• PROBLEM DETAILS: Go through the material below and tally every line with the string "above". Reply with the number only.

(TASK DATA Opens)

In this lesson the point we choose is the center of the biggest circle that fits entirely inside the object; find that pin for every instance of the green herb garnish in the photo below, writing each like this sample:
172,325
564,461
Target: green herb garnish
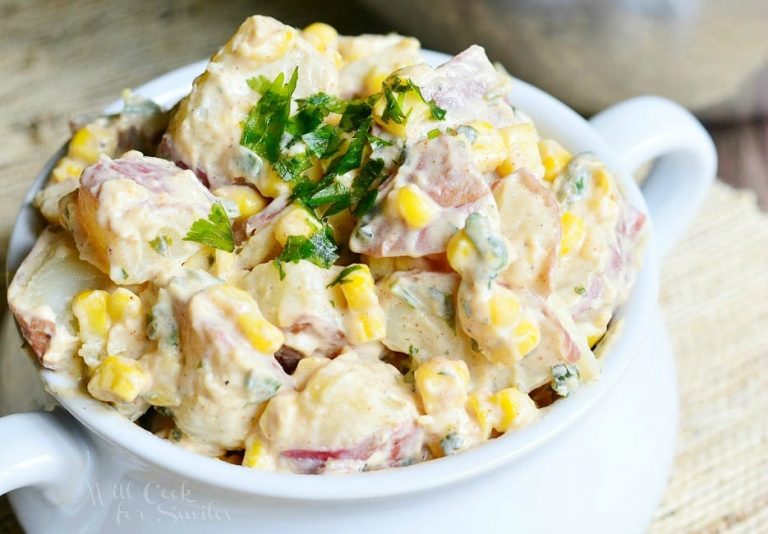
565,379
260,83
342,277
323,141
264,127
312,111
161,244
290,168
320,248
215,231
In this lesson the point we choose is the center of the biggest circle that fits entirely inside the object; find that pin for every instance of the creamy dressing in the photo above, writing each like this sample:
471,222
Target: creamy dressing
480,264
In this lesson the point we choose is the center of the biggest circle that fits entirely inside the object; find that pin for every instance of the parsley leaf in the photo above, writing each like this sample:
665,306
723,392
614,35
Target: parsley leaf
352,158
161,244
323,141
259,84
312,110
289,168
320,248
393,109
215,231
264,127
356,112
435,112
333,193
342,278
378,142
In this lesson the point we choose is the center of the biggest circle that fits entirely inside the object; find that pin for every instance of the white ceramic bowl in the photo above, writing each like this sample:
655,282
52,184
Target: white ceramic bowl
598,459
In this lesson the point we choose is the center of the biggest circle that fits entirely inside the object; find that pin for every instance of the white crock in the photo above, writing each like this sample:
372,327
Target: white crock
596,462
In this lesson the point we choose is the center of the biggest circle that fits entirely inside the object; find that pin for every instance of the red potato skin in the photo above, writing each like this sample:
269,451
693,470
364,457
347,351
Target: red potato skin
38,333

(TASK DATA Closes)
(TASK DATA Opens)

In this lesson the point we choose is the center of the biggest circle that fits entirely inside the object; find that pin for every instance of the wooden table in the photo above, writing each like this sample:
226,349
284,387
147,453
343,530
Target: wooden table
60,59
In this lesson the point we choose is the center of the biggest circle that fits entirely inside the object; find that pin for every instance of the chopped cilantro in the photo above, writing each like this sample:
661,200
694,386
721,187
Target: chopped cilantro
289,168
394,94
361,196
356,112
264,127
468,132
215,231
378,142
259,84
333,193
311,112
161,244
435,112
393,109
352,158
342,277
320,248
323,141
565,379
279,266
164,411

(TASK DATA Closes)

• SOLUTION: 7